#### DATA FOR THIS EXERCISE

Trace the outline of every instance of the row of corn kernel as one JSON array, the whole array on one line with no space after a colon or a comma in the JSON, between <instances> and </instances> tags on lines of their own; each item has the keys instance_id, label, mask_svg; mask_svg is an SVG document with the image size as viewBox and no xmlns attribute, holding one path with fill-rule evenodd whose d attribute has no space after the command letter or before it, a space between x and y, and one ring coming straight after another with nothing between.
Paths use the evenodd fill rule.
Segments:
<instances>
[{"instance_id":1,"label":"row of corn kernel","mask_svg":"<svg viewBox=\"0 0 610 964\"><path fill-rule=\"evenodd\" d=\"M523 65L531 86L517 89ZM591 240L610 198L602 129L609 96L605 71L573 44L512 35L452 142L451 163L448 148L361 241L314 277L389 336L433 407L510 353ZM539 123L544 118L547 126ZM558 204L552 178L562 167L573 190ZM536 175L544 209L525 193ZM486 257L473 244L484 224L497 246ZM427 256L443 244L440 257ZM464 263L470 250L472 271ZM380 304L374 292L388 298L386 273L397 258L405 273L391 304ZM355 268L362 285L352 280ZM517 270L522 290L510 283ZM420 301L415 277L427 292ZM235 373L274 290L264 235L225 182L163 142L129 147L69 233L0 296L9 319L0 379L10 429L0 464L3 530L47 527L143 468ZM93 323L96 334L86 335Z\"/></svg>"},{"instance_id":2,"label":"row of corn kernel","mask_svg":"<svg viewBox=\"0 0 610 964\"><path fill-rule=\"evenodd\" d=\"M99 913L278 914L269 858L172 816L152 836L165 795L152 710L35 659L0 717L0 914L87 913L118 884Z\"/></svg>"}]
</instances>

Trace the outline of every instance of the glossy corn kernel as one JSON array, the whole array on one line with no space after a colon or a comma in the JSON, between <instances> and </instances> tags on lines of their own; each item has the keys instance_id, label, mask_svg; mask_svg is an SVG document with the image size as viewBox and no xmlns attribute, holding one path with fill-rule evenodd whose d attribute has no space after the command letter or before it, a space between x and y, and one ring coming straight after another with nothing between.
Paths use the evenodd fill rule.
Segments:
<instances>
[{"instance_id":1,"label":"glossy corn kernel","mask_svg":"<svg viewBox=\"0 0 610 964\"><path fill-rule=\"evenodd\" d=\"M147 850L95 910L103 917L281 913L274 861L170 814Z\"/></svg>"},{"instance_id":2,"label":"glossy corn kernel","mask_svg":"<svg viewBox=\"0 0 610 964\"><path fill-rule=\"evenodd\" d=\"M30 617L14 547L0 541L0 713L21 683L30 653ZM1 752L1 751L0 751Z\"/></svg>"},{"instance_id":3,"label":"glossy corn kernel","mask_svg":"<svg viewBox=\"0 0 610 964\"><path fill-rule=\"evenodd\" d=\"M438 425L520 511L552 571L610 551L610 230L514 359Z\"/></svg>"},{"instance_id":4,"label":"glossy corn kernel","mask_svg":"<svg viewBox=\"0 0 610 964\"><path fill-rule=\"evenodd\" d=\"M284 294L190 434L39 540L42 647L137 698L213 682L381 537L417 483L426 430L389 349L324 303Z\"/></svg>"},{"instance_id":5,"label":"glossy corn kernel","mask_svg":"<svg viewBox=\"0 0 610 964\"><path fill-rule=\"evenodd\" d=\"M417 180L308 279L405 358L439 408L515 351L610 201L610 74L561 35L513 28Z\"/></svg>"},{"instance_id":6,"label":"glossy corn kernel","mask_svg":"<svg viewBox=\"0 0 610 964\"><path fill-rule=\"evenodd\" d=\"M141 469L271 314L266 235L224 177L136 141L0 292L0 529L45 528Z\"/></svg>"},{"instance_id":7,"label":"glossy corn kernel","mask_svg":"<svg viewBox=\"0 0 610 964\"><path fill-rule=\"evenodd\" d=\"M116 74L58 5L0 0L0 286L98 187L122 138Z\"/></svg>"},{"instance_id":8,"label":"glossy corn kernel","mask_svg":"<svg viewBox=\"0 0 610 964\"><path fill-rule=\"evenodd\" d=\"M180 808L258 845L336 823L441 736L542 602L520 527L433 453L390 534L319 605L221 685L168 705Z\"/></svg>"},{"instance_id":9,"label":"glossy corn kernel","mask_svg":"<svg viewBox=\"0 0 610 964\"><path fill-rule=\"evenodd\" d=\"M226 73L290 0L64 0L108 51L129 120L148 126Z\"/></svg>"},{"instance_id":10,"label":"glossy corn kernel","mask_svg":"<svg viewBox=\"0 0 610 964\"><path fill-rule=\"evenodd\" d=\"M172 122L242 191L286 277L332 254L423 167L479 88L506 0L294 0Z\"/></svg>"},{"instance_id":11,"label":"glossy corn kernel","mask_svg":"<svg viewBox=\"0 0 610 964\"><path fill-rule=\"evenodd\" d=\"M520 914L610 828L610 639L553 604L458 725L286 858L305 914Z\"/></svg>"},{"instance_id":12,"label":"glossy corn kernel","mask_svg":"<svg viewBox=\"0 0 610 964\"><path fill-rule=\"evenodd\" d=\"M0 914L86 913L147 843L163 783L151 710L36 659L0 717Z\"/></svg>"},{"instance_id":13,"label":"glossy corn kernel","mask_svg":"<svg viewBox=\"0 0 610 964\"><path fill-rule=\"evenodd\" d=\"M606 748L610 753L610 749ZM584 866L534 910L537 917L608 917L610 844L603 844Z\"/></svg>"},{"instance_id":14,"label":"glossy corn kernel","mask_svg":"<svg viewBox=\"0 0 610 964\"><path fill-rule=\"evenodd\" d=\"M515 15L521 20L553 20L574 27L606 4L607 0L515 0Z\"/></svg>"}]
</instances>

########

*THE EXERCISE*.
Extract all of the data above without altering anything.

*RESULT*.
Trace the outline of every instance of the row of corn kernel as one JSON array, the whole array on one line with no space after a colon or a comma in the JSON, between <instances> and </instances> tags on lines of their own; each item has the keys instance_id, label, mask_svg; mask_svg is an SVG document with the image size as viewBox and no xmlns attribute, holding one path with fill-rule evenodd whose d attribute has no space after the command letter or before it, a space between x and y, and one ring coming straight after another with nothing between.
Paths use the evenodd fill rule.
Segments:
<instances>
[{"instance_id":1,"label":"row of corn kernel","mask_svg":"<svg viewBox=\"0 0 610 964\"><path fill-rule=\"evenodd\" d=\"M523 65L531 86L517 89ZM591 240L610 198L602 129L609 96L605 71L573 44L512 35L452 142L451 163L448 148L361 241L314 277L389 336L433 407L510 353ZM539 123L544 118L547 126ZM558 204L552 178L562 167L573 190ZM536 175L544 209L525 193ZM486 257L473 244L484 224L497 246ZM427 256L443 244L440 257ZM464 263L470 250L472 271ZM380 304L374 292L388 298L386 273L397 258L405 273L391 304ZM355 268L362 285L352 280ZM517 270L522 290L510 283ZM420 301L415 277L427 292ZM235 373L274 290L264 235L225 182L163 142L129 147L69 233L0 296L9 319L0 379L10 429L0 464L3 530L47 527L143 468ZM93 323L96 334L86 335Z\"/></svg>"},{"instance_id":2,"label":"row of corn kernel","mask_svg":"<svg viewBox=\"0 0 610 964\"><path fill-rule=\"evenodd\" d=\"M99 913L278 914L269 858L172 816L152 836L165 795L152 710L35 659L0 717L0 914L87 913L118 884Z\"/></svg>"}]
</instances>

Trace the outline of every instance of the glossy corn kernel as one JSON array, the whole array on one line with no space after a colon or a comma in the JSON, between <instances> and </instances> tags on lines of their own; each item has the keys instance_id, label, mask_svg; mask_svg is an SVG document with the image size as viewBox and no xmlns attribute, holding one path with fill-rule evenodd whose d attribute has no space after the command letter or before it, a space between x and y, and one ring coming straight after another with nothing between.
Paths use the evenodd fill rule.
Segments:
<instances>
[{"instance_id":1,"label":"glossy corn kernel","mask_svg":"<svg viewBox=\"0 0 610 964\"><path fill-rule=\"evenodd\" d=\"M147 850L95 910L103 917L281 913L274 861L170 814Z\"/></svg>"},{"instance_id":2,"label":"glossy corn kernel","mask_svg":"<svg viewBox=\"0 0 610 964\"><path fill-rule=\"evenodd\" d=\"M30 617L14 547L0 541L0 713L21 683L30 653ZM1 752L1 751L0 751Z\"/></svg>"},{"instance_id":3,"label":"glossy corn kernel","mask_svg":"<svg viewBox=\"0 0 610 964\"><path fill-rule=\"evenodd\" d=\"M438 425L520 511L552 571L610 551L610 230L514 359Z\"/></svg>"},{"instance_id":4,"label":"glossy corn kernel","mask_svg":"<svg viewBox=\"0 0 610 964\"><path fill-rule=\"evenodd\" d=\"M284 294L190 434L39 540L42 647L137 698L213 682L381 537L417 483L426 430L389 349L324 303Z\"/></svg>"},{"instance_id":5,"label":"glossy corn kernel","mask_svg":"<svg viewBox=\"0 0 610 964\"><path fill-rule=\"evenodd\" d=\"M417 180L308 279L405 358L439 408L515 351L610 201L610 74L561 35L513 28Z\"/></svg>"},{"instance_id":6,"label":"glossy corn kernel","mask_svg":"<svg viewBox=\"0 0 610 964\"><path fill-rule=\"evenodd\" d=\"M141 469L271 314L266 235L224 177L136 141L0 292L0 529L45 528Z\"/></svg>"},{"instance_id":7,"label":"glossy corn kernel","mask_svg":"<svg viewBox=\"0 0 610 964\"><path fill-rule=\"evenodd\" d=\"M116 74L58 5L0 0L0 286L98 187L122 138Z\"/></svg>"},{"instance_id":8,"label":"glossy corn kernel","mask_svg":"<svg viewBox=\"0 0 610 964\"><path fill-rule=\"evenodd\" d=\"M180 808L258 845L336 823L441 736L542 602L520 527L433 453L390 534L319 605L221 685L168 705Z\"/></svg>"},{"instance_id":9,"label":"glossy corn kernel","mask_svg":"<svg viewBox=\"0 0 610 964\"><path fill-rule=\"evenodd\" d=\"M226 73L290 0L64 0L108 51L129 120L148 126Z\"/></svg>"},{"instance_id":10,"label":"glossy corn kernel","mask_svg":"<svg viewBox=\"0 0 610 964\"><path fill-rule=\"evenodd\" d=\"M172 122L242 191L286 277L332 254L423 167L479 88L506 0L294 0Z\"/></svg>"},{"instance_id":11,"label":"glossy corn kernel","mask_svg":"<svg viewBox=\"0 0 610 964\"><path fill-rule=\"evenodd\" d=\"M520 914L610 828L610 639L553 604L458 725L286 858L305 914Z\"/></svg>"},{"instance_id":12,"label":"glossy corn kernel","mask_svg":"<svg viewBox=\"0 0 610 964\"><path fill-rule=\"evenodd\" d=\"M0 914L86 913L147 843L163 783L151 710L36 659L0 717Z\"/></svg>"},{"instance_id":13,"label":"glossy corn kernel","mask_svg":"<svg viewBox=\"0 0 610 964\"><path fill-rule=\"evenodd\" d=\"M606 748L610 753L610 749ZM584 866L534 910L537 917L608 917L610 844L603 844Z\"/></svg>"},{"instance_id":14,"label":"glossy corn kernel","mask_svg":"<svg viewBox=\"0 0 610 964\"><path fill-rule=\"evenodd\" d=\"M515 15L521 20L553 20L574 27L606 4L607 0L515 0Z\"/></svg>"}]
</instances>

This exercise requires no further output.